Aim:
List every line in the rows below that contains the word "white", copying each such line in full.

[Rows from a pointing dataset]
+--

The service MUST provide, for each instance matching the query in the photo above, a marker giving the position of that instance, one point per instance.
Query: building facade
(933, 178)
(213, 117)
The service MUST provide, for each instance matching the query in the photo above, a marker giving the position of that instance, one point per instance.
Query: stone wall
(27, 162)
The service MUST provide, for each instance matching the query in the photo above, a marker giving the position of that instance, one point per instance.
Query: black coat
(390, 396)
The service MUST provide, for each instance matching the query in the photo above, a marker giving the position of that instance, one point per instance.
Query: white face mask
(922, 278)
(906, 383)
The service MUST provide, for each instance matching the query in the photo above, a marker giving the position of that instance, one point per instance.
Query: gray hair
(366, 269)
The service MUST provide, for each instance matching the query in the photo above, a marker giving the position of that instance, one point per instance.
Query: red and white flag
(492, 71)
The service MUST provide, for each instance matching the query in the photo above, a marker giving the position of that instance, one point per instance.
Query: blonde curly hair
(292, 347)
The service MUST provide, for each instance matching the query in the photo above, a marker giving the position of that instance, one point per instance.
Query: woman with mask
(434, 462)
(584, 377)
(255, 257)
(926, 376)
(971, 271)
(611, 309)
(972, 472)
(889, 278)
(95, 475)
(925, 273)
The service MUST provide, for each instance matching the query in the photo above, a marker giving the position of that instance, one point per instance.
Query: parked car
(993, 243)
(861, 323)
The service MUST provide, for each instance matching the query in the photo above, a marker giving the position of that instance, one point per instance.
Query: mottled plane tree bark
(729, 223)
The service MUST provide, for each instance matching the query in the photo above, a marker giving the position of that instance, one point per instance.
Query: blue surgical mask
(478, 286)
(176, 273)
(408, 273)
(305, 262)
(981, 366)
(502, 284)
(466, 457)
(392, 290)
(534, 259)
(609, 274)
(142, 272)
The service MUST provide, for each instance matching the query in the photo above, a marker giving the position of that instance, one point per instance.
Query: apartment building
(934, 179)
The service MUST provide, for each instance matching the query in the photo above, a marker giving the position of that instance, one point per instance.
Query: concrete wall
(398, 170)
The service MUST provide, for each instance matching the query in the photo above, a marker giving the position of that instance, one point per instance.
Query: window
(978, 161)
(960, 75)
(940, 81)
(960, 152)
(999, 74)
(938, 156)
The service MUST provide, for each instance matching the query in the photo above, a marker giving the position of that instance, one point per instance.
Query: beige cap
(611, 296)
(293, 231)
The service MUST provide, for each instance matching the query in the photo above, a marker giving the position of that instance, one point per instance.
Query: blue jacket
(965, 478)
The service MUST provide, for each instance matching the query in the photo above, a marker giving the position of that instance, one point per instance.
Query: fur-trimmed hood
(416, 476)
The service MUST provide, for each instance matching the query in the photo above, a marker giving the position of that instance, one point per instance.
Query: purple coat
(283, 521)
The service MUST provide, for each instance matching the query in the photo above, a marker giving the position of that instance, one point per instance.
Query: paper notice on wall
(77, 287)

+--

Solution to this exercise:
Query: white face mask
Query: red and white flag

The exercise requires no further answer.